**Extracted information**:
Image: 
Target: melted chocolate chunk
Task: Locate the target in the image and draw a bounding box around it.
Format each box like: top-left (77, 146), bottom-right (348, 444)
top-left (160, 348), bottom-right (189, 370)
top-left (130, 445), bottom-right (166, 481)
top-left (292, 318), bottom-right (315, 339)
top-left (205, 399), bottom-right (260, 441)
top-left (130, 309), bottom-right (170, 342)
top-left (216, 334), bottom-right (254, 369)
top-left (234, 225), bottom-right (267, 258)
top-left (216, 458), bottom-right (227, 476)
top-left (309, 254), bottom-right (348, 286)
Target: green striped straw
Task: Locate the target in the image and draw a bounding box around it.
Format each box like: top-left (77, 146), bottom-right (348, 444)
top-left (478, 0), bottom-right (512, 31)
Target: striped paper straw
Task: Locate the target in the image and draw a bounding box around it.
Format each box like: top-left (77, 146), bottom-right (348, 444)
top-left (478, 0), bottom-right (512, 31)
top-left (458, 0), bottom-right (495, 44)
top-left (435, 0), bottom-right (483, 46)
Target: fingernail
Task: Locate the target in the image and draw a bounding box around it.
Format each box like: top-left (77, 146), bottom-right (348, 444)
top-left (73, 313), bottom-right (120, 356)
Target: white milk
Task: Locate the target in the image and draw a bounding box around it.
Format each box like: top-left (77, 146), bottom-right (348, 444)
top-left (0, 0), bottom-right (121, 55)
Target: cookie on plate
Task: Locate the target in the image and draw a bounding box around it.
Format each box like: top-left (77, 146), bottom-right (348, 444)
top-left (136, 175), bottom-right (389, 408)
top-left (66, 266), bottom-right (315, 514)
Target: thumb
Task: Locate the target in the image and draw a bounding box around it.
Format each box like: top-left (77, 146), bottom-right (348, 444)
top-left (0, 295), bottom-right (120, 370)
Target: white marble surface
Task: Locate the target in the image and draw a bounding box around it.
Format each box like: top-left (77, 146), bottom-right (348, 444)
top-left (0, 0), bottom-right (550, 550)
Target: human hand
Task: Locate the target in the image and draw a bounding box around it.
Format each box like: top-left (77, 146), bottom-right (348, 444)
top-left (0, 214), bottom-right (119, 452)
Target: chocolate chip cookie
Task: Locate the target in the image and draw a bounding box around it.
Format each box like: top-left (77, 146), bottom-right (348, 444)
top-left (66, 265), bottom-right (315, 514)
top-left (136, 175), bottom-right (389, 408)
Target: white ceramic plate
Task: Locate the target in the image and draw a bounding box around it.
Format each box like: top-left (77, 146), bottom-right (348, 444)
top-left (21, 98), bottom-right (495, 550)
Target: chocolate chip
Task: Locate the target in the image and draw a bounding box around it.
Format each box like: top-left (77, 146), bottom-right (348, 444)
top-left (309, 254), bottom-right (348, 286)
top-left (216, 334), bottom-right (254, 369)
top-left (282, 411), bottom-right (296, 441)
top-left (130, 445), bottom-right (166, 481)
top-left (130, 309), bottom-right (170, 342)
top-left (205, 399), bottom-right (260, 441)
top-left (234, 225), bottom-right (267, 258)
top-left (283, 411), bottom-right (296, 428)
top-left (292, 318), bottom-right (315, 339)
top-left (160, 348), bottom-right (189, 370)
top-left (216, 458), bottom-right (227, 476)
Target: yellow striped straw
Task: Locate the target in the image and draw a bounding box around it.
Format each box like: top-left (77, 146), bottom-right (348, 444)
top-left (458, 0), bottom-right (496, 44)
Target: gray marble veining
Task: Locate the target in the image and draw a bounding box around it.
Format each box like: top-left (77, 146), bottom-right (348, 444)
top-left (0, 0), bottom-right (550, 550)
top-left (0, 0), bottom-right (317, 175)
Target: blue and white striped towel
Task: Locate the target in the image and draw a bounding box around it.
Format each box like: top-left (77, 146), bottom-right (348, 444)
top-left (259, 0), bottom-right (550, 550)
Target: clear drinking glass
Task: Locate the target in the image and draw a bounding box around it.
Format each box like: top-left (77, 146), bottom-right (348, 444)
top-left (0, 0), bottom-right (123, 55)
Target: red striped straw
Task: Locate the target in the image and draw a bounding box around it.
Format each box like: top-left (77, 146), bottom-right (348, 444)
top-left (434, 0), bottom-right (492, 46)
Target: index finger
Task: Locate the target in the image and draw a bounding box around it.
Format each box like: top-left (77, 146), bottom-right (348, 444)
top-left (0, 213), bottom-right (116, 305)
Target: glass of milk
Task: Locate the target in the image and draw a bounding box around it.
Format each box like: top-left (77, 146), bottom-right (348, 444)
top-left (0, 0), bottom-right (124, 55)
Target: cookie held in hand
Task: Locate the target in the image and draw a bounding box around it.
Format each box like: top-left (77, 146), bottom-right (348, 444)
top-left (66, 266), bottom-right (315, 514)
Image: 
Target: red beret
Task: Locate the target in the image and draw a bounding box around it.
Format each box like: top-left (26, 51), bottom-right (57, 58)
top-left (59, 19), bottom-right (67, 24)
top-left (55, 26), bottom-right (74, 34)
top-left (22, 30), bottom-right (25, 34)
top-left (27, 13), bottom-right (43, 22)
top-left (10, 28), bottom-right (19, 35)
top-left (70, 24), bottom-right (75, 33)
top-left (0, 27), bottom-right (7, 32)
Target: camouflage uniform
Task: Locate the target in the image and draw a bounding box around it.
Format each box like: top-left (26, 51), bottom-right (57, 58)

...

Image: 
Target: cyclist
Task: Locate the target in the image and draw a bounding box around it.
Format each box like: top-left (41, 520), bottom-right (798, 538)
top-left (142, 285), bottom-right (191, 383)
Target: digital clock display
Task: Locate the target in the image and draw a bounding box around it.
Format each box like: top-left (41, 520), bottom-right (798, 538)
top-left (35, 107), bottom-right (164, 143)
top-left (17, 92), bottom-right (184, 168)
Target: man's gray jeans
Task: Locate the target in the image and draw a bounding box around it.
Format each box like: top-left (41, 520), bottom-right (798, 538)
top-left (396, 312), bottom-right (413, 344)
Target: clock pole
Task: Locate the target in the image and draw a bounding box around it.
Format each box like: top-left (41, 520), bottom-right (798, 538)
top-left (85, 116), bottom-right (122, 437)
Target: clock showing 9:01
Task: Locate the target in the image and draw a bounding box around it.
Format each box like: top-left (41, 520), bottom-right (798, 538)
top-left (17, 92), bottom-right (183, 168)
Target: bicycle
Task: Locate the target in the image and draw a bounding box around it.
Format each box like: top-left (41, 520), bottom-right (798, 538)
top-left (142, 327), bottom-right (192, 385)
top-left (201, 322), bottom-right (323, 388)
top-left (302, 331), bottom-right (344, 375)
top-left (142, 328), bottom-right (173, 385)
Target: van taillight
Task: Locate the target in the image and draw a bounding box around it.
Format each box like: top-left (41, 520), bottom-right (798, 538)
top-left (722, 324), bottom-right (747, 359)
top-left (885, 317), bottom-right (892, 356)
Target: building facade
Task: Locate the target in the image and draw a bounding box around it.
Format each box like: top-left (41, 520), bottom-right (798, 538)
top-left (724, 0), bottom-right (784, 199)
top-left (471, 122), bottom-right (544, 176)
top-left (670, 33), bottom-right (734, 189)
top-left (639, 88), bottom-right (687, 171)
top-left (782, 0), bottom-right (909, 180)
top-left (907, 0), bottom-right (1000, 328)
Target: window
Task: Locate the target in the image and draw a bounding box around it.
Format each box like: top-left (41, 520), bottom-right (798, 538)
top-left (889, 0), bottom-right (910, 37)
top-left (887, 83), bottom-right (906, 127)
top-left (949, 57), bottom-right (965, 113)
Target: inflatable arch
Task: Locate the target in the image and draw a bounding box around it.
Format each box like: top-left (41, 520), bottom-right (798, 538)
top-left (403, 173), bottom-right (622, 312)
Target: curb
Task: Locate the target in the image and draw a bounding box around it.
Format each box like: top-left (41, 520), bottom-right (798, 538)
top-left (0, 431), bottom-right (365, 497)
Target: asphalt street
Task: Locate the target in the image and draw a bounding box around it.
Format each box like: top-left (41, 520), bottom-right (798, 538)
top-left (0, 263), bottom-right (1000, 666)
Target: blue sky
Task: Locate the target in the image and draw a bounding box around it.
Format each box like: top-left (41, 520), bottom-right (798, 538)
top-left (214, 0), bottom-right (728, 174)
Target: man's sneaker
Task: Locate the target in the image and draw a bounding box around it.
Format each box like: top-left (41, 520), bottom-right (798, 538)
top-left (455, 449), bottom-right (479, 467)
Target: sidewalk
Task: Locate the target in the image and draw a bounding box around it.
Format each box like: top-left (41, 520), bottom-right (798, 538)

**Given instruction**:
Rewrite the items from the line with "Target: striped paper straw" to the line with "top-left (21, 98), bottom-right (495, 550)", both included, as a Markdown table whose columns are Row and Line, giving one row per non-blank line and leaving out every blank line.

**Solution for this task**:
| Row | Line |
|---|---|
| 1 | Target: striped paper straw |
| 2 | Task: Locate the target in the image and draw a bounding box around it. |
| 3 | Format each box like: top-left (77, 146), bottom-right (348, 444) |
| 4 | top-left (478, 0), bottom-right (512, 31) |
| 5 | top-left (458, 0), bottom-right (495, 44) |
| 6 | top-left (435, 0), bottom-right (483, 46) |
| 7 | Target: fingernail |
| 8 | Task: Locate the target in the image and draw a bounding box around it. |
| 9 | Format each box like: top-left (77, 146), bottom-right (348, 444) |
| 10 | top-left (73, 313), bottom-right (120, 356) |
| 11 | Target: white milk |
| 12 | Task: Locate the target in the image and draw a bounding box around it. |
| 13 | Format each box like: top-left (77, 146), bottom-right (348, 444) |
| 14 | top-left (0, 0), bottom-right (121, 55) |
| 15 | Target: cookie on plate |
| 16 | Task: Locate the target in the image and draw a bounding box around it. |
| 17 | Format each box like: top-left (77, 146), bottom-right (348, 444) |
| 18 | top-left (136, 175), bottom-right (389, 408) |
| 19 | top-left (66, 266), bottom-right (315, 514) |
| 20 | Target: thumb |
| 21 | Task: Locate the target in the image and draw a bounding box around it. |
| 22 | Format each box like: top-left (77, 146), bottom-right (348, 444) |
| 23 | top-left (0, 295), bottom-right (120, 370) |
| 24 | Target: white marble surface |
| 25 | Task: Locate the target in the image and draw a bounding box around it. |
| 26 | Format each box like: top-left (77, 146), bottom-right (348, 444) |
| 27 | top-left (0, 0), bottom-right (550, 550) |
| 28 | Target: human hand |
| 29 | Task: Locate the target in the image and draw a bounding box around it. |
| 30 | Format each box like: top-left (77, 146), bottom-right (348, 444) |
| 31 | top-left (0, 214), bottom-right (119, 452) |
| 32 | Target: chocolate chip cookie |
| 33 | Task: Locate the target in the image and draw a bounding box around it. |
| 34 | Format each box like: top-left (77, 146), bottom-right (348, 444) |
| 35 | top-left (66, 265), bottom-right (315, 514) |
| 36 | top-left (136, 175), bottom-right (389, 408) |
| 37 | Target: white ceramic plate |
| 38 | Task: Locate the target in the image and draw a bounding box around it. |
| 39 | Format each box like: top-left (77, 146), bottom-right (348, 444) |
| 40 | top-left (21, 98), bottom-right (495, 550) |